[Written request 1] Rewrite the entries that follow the column excerpt, replacing "person's face" with "human face" wherever it occurs and changing nothing else. Leave the pictures out.

[Text excerpt]
-- Start --

Copyright Notice
This text is copyright by InfoStrada Communications, Inc., and is used with their permission. Further distribution or use is not permitted.This text has appeared in an edited form in Linux Magazine magazine. However, the version you are reading here is as the author originally submitted the article for publication, not after their editors applied their creativity.
Please read all the information in the table of contents before using this article.
Linux Magazine Column 65 (Nov 2004)
[suggested title: ``Introduction to mod_perl (part 2)'']
Last month, I introduced mod_perl
, talking about fundamental
concepts and some basic configuration directives. This month, I
continue my introduction by showing some of the common modules and
cool things you can do with mod_perl
.

-- End --

[Written request 2]
Answer these questions using the column excerpt above.
(a) Which company holds the copyright on the text?
(b) In which magazine did an edited form of the text appear?
(c) What column number and issue date does the excerpt give?

[Source material]
-- Start --

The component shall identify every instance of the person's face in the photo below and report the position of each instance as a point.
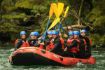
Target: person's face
(54, 36)
(49, 36)
(33, 37)
(71, 37)
(83, 34)
(75, 36)
(23, 36)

-- End --

[Finished answer 1]
The component shall identify every instance of the human face in the photo below and report the position of each instance as a point.
Target: human face
(54, 36)
(49, 36)
(33, 37)
(71, 37)
(83, 34)
(75, 36)
(23, 36)

[Finished answer 2]
(a) InfoStrada Communications, Inc.
(b) Linux Magazine
(c) Column 65, November 2004